▶ [Task objective]
Retype, without alteration, each line from the line containing "person in dark" to the final line of the records.

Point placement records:
+ + + + + + +
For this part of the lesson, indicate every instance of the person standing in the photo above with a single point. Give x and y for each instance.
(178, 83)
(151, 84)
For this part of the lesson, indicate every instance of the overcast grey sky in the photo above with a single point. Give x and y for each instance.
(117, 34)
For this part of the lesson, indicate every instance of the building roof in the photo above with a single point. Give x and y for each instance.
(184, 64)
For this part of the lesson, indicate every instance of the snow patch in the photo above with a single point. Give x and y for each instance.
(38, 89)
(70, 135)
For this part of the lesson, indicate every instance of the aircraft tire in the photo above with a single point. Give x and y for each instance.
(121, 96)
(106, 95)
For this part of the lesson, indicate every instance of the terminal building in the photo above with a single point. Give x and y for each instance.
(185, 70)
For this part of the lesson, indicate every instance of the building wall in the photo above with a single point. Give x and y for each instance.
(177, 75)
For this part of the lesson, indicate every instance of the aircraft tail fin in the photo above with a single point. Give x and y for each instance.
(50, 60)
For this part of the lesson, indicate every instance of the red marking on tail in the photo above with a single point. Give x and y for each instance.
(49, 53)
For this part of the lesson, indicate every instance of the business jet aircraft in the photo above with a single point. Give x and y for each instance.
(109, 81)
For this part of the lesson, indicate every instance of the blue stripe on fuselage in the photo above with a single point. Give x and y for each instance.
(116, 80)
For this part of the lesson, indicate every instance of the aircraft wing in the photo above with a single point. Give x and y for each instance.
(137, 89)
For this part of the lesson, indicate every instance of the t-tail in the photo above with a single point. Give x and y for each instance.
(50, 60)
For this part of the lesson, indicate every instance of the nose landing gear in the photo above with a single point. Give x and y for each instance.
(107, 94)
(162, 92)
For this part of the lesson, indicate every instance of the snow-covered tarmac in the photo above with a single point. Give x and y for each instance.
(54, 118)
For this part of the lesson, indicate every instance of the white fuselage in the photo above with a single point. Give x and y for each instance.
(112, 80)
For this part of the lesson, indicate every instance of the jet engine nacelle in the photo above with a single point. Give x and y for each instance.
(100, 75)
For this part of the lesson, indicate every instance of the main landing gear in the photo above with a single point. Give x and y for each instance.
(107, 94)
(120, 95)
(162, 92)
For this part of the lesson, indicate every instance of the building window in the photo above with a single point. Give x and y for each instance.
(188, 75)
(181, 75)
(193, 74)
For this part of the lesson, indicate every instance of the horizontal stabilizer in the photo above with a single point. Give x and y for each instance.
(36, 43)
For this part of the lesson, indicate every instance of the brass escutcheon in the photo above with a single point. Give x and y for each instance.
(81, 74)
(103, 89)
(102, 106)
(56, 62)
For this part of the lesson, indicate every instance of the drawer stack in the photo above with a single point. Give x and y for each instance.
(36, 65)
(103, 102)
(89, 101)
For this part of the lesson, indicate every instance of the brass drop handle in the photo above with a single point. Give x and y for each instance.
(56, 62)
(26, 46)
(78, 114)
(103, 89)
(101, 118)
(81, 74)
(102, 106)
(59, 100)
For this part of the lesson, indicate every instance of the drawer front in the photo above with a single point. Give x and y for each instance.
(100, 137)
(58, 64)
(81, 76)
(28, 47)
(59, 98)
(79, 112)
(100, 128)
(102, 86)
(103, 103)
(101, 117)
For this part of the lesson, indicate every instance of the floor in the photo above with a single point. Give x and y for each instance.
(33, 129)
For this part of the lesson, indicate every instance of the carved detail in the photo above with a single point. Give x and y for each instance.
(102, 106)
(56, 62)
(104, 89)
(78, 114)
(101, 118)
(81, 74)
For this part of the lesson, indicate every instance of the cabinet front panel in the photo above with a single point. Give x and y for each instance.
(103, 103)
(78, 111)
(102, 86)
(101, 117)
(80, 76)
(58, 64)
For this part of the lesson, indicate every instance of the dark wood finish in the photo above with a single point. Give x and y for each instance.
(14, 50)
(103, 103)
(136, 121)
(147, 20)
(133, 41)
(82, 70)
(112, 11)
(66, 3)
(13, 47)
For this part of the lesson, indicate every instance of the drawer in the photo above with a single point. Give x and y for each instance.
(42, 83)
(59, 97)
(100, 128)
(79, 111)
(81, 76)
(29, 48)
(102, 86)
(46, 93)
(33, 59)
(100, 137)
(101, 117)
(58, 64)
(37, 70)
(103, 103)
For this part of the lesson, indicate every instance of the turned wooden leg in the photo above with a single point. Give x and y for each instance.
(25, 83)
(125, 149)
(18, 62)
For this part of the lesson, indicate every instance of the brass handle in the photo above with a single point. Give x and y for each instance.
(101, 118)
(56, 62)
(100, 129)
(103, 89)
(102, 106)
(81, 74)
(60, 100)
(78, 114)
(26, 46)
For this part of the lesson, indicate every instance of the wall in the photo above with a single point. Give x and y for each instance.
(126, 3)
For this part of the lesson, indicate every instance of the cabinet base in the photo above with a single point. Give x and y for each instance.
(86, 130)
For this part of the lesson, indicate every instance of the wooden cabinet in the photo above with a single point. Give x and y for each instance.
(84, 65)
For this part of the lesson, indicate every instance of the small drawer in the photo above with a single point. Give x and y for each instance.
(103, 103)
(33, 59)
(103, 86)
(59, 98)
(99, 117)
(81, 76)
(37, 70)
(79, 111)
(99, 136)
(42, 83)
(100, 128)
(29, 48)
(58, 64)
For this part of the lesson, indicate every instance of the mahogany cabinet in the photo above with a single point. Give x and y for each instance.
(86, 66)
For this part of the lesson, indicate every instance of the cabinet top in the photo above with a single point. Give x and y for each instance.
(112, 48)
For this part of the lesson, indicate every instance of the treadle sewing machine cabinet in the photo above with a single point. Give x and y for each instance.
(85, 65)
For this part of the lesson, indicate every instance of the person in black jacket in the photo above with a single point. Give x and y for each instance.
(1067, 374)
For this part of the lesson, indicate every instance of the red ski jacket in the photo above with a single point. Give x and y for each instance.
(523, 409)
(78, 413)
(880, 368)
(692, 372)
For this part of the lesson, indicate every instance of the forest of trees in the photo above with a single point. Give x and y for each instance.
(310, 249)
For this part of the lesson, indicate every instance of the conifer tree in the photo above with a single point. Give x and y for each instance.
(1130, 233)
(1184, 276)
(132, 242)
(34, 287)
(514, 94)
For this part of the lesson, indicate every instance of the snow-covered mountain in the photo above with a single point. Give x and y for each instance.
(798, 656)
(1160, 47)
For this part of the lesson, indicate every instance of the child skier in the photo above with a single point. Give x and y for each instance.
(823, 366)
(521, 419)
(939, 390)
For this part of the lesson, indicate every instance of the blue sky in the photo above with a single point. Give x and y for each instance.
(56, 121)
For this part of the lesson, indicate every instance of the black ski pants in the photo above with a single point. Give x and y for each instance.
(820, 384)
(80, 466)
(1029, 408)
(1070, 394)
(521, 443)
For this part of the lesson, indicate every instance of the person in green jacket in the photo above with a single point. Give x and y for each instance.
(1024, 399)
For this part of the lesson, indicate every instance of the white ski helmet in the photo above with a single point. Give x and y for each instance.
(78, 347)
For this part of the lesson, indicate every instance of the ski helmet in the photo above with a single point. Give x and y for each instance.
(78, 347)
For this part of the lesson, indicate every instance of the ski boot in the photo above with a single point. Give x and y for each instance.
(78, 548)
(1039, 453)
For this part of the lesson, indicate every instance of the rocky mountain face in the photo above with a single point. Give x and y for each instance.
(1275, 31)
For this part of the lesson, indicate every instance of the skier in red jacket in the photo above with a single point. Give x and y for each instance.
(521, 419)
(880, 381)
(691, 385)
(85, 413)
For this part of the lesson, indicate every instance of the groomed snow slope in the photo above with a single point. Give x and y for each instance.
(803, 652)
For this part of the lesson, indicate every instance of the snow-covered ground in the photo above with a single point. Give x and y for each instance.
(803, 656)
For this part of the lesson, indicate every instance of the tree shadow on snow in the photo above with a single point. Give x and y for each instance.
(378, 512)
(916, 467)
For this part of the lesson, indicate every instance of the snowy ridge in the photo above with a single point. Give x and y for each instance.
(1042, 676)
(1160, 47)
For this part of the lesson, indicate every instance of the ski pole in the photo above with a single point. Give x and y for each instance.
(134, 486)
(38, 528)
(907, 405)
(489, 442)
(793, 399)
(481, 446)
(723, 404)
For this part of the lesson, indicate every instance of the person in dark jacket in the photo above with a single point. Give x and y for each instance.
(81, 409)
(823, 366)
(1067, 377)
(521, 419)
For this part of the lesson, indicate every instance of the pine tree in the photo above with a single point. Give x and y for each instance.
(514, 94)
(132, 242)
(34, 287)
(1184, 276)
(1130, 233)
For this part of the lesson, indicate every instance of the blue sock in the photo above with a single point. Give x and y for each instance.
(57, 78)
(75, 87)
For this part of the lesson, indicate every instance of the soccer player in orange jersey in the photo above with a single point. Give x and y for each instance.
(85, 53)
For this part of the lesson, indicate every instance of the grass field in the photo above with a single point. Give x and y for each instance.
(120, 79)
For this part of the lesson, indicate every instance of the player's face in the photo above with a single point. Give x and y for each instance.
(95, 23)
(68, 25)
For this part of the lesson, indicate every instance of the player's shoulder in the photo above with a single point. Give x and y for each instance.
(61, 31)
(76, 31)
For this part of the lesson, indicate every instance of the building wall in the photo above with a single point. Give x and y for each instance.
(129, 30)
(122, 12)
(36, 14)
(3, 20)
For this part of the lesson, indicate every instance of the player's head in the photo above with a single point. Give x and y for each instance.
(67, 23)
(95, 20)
+ + + + + + +
▶ [Answer to the exercise]
For this part of the lesson, indicate every instance of the person in dark jacket in the photo above with a single point. Give x and y for each instance.
(81, 409)
(823, 366)
(1067, 377)
(521, 419)
For this part of the lesson, indicate every instance of the pine tree in the photo above with a single point. Give x and y for each instance.
(514, 94)
(132, 242)
(34, 287)
(1184, 276)
(1130, 233)
For this part of the lesson, indicate every instance of the blue sock in the photo above with a single point. Give x and y for each instance.
(57, 78)
(75, 87)
For this part of the lesson, indicate every instance of the soccer player in orange jersey in the photo above with a single point. Give x and y for each instance.
(85, 53)
For this part of the lesson, indicate every instance of the grass field in the photo above with a single point. Give x and y for each instance.
(120, 79)
For this part of the lesson, indicate every instance of the player's face in the photo above with a single point. Give x and y for each instance.
(95, 23)
(68, 25)
For this part of the lesson, indicate every instance of the player's shoulder in the photo above with a single point. Give x and y for each instance.
(61, 31)
(76, 31)
For this part of the lesson, indicate every instance of the building wall in the photo above with a single point. Give x and y for each instance.
(129, 30)
(122, 12)
(36, 14)
(3, 20)
For this part of the lesson, indicate every instance of the player's head in the photo above with a single point. Give x and y for each instance.
(67, 23)
(95, 20)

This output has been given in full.